### Problem to work on
Everything in the data should be repeated exactly, save for the images.

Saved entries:
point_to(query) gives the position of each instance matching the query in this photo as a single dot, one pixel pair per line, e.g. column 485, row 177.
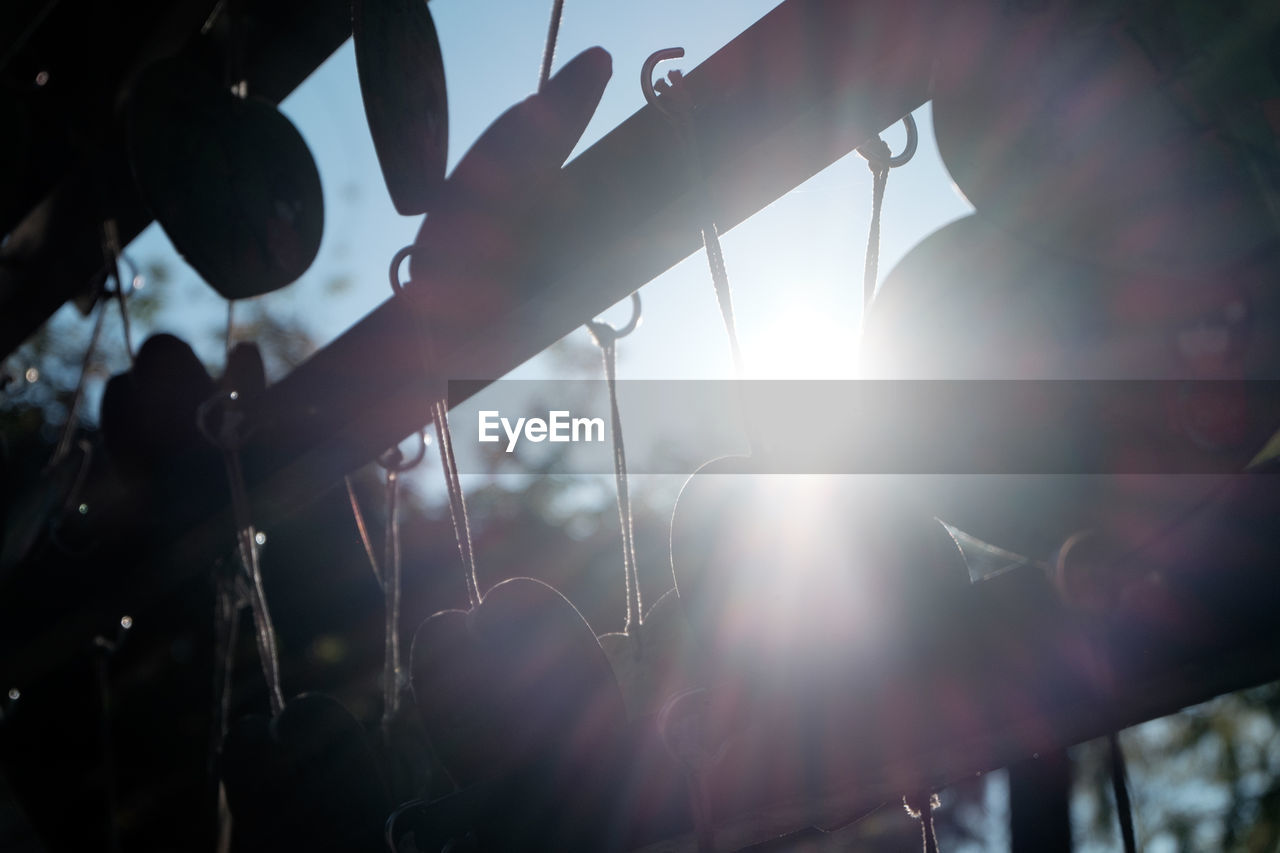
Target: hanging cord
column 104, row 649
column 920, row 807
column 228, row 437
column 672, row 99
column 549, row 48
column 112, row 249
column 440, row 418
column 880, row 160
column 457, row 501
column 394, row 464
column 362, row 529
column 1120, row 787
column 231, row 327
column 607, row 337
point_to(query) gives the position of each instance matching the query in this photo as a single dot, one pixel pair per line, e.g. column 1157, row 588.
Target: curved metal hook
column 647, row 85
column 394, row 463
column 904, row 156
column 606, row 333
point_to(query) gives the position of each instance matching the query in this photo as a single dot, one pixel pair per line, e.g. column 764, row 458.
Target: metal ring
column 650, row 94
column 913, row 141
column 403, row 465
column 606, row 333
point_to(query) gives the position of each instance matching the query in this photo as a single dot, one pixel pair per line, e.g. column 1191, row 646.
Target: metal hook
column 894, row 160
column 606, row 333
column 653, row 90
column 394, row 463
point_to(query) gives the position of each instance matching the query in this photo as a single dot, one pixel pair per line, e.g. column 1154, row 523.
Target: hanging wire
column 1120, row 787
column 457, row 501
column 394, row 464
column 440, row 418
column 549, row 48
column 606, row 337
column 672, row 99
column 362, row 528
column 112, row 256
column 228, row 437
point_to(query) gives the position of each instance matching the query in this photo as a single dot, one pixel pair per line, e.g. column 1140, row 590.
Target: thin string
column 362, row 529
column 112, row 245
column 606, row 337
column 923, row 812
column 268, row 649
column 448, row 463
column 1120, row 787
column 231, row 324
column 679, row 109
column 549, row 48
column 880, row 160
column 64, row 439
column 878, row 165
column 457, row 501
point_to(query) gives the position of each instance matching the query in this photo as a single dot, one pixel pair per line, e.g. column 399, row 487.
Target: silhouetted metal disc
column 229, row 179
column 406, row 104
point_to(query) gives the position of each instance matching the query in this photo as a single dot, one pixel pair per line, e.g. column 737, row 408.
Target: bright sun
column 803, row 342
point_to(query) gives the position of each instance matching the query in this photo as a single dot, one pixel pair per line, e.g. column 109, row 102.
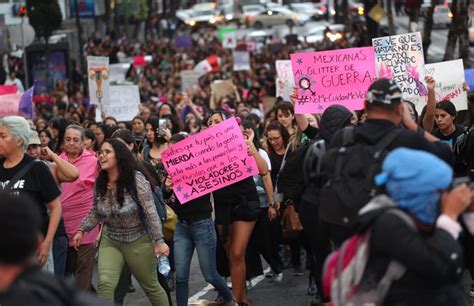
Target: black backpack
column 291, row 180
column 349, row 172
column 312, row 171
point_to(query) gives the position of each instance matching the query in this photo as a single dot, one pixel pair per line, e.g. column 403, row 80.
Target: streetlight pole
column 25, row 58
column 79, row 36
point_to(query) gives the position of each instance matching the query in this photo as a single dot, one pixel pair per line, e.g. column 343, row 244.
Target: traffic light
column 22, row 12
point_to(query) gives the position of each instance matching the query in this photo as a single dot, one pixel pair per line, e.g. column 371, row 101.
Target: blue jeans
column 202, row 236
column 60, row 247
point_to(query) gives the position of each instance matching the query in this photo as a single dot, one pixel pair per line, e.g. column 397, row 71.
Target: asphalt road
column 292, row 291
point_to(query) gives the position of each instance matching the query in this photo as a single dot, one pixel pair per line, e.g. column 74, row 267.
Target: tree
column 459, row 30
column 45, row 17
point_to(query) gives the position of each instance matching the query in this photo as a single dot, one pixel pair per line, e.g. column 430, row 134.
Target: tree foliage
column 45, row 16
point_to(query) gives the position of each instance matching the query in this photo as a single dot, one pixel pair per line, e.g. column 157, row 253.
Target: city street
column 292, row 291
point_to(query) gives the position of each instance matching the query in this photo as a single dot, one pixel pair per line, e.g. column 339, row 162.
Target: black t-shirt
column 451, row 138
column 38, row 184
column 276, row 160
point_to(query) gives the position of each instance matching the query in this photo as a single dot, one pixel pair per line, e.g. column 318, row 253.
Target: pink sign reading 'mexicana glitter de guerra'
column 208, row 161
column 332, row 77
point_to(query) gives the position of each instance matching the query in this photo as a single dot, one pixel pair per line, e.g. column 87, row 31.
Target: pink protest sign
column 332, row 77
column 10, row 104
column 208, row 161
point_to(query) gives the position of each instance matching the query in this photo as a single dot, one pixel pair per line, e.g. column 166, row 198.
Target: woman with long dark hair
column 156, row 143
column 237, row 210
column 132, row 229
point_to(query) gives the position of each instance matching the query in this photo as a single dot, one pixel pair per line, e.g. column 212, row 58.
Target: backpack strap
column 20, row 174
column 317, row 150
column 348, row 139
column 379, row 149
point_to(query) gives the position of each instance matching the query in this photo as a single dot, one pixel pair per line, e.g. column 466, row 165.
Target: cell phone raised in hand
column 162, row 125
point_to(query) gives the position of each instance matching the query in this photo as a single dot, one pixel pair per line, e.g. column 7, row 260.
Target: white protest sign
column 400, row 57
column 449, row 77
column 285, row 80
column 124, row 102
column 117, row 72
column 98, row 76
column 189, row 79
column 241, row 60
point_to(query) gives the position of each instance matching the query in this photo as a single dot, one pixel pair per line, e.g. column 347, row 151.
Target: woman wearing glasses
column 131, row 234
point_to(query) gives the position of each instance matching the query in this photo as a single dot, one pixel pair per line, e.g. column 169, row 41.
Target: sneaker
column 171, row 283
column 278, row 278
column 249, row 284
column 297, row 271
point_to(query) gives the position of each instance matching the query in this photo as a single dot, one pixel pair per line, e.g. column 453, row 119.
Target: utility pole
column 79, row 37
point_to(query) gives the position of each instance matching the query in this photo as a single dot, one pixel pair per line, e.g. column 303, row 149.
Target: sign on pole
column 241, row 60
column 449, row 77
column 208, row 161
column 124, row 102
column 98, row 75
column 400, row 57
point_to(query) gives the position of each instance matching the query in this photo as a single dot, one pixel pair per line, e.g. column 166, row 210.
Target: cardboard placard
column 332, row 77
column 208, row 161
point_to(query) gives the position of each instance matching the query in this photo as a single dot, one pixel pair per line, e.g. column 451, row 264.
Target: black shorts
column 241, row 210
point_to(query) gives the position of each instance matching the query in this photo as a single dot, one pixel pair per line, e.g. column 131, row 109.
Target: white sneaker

### Result for this task
point_to(query) gives the position of each instance matching the query in this photo as a single dot, one pixel pair per line, e.g. column 485, row 177.
Target: hanging cord
column 104, row 649
column 920, row 807
column 228, row 437
column 672, row 99
column 549, row 48
column 112, row 249
column 440, row 418
column 880, row 160
column 457, row 501
column 394, row 464
column 362, row 529
column 1120, row 787
column 231, row 327
column 607, row 337
point_to(query) gives the position of each instance matching the query in this photo as a single dot, one pixel pair per line, e.g. column 1157, row 588.
Target: curved metal hook
column 647, row 85
column 394, row 463
column 904, row 156
column 606, row 333
point_to(query) gives the position of each instance matching the query in this photo as a single dot, one pixel pair per line, e.g. column 764, row 458.
Target: metal ring
column 650, row 94
column 913, row 141
column 403, row 465
column 606, row 333
point_to(query) gives the position of each instance matching the query in this photo as a single dot, one pixel pair per line, e.g. column 1191, row 646.
Target: metal hook
column 894, row 160
column 606, row 333
column 653, row 90
column 394, row 463
point_to(query) gives the position of each instance matching the query in this photo as a single dot, one pixel pair per line, e.g. column 1154, row 523.
Target: hanging wire
column 1120, row 787
column 457, row 501
column 394, row 464
column 440, row 418
column 549, row 48
column 606, row 337
column 672, row 99
column 362, row 528
column 112, row 256
column 228, row 437
point_to(query) gives the position of each instance matching the query in this photo as a single dot, one pixel pair per line, e.g. column 1140, row 590.
Target: thin string
column 362, row 529
column 112, row 245
column 606, row 337
column 923, row 812
column 268, row 649
column 448, row 463
column 1120, row 787
column 231, row 324
column 679, row 109
column 549, row 48
column 880, row 160
column 64, row 439
column 878, row 165
column 457, row 501
point_to(query) gives the position of each instance matching the query in this photo as a single dot, one pixel pair per line, e.g. column 399, row 487.
Target: silhouetted metal disc
column 229, row 179
column 406, row 104
point_to(query) gives the position of each instance matching the query in this photo as a single dot, one pixel pair per line, e.g. column 737, row 408.
Target: bright sun
column 803, row 342
point_to(query) gives the position of each instance matching the query in this photo as a single dot, one pixel pair per line, e.g. column 109, row 102.
Target: black backpack
column 291, row 180
column 349, row 172
column 312, row 171
point_to(query) gives the position of each instance matching the query in this photo as a single dot, one pixel pair per line, e.g. column 403, row 80.
Target: streetlight pole
column 25, row 58
column 79, row 36
point_to(query) gives the position of each instance matching the query in this photo as a single dot, one pixel pair per line, e.g. column 343, row 244.
Target: traffic light
column 22, row 12
point_to(query) gives the position of each instance matching the query in this photo as a single dot, one pixel pair per line, e.g. column 371, row 101.
Target: blue jeans
column 202, row 236
column 60, row 247
point_to(query) gives the position of each instance matching the query in this photo as a single dot, one pixel pair per line, e.g. column 397, row 71.
Target: asphalt road
column 292, row 291
point_to(query) gives the position of each instance matching the query in this photo as a single dot, one pixel pair per line, e.g. column 74, row 267.
Target: tree
column 459, row 30
column 45, row 17
point_to(query) gives the position of each instance matching the query in this photo as a single dot, one pixel pair per line, e.g. column 430, row 134.
Target: tree foliage
column 45, row 16
point_to(query) gives the position of each instance matching the query in this photo as a single dot, one pixel pair per line, e.g. column 157, row 253.
Target: city street
column 292, row 291
point_to(query) gives the position of each instance matching the query in this photo as a single dot, one pixel pair per line, e.g. column 339, row 162.
Target: black t-shirt
column 451, row 138
column 38, row 184
column 276, row 160
point_to(query) gives the position of each instance matching the query in this photo as a single dot, one pixel pair per line, e.g. column 318, row 253.
Target: pink sign reading 'mexicana glitter de guerra'
column 208, row 161
column 332, row 77
point_to(query) gives the position of each instance matching the query in this photo as a single dot, one pixel pair per line, e.g. column 87, row 31.
Target: pink protest sign
column 332, row 77
column 10, row 104
column 208, row 161
point_to(query) gives the position of each instance matching the query in this photo as a single dot, one pixel pair per line, e.g. column 166, row 198.
Target: woman with long dark hair
column 156, row 143
column 237, row 210
column 132, row 229
point_to(query) gives the position of each instance matching the query in this photo as a single dot, one pixel pair per line, e.g. column 212, row 58.
Target: backpack strap
column 20, row 174
column 317, row 150
column 348, row 139
column 379, row 149
point_to(query) gives the position of each instance matching the query in this photo as a single dot, one pixel pair per line, e.g. column 466, row 165.
Target: cell phone raised in hand
column 162, row 125
point_to(query) gives the position of each instance matching the query in this photo as a single dot, one pixel pair per line, e.g. column 7, row 260.
Target: white protest sign
column 400, row 57
column 449, row 77
column 285, row 80
column 124, row 102
column 117, row 72
column 98, row 76
column 189, row 79
column 241, row 60
point_to(query) gives the position of each instance matching the query in this photo as a single dot, one pixel pair per line, e.g. column 347, row 151.
Target: woman wearing glasses
column 131, row 234
point_to(query) gives the position of each instance matching the query in this photo as a single dot, one pixel pair per line, e.g. column 169, row 41.
Target: sneaker
column 171, row 283
column 278, row 278
column 249, row 284
column 297, row 271
point_to(query) gives the position of each instance matching the query in this photo as a single dot, one pixel pair per line, e.g. column 453, row 119.
Target: utility pole
column 79, row 37
point_to(query) gives the position of each instance matching the query in this photo as a single dot, one pixel pair per line, e.g. column 303, row 149.
Target: sign on pole
column 241, row 60
column 449, row 77
column 208, row 161
column 124, row 102
column 98, row 75
column 400, row 57
point_to(query) gives the position of each instance matching the query in this photo as a single dot, one pixel pair per line, e.g. column 166, row 210.
Target: cardboard placard
column 332, row 77
column 208, row 161
point_to(query) gives the position of each instance matching the query in this photo as a single dot, one pixel pair per line, e.g. column 451, row 264.
Target: black shorts
column 241, row 210
point_to(query) gives the position of each instance matching the query in this photo as a single dot, one pixel pair per line, e.g. column 131, row 109.
Target: white sneaker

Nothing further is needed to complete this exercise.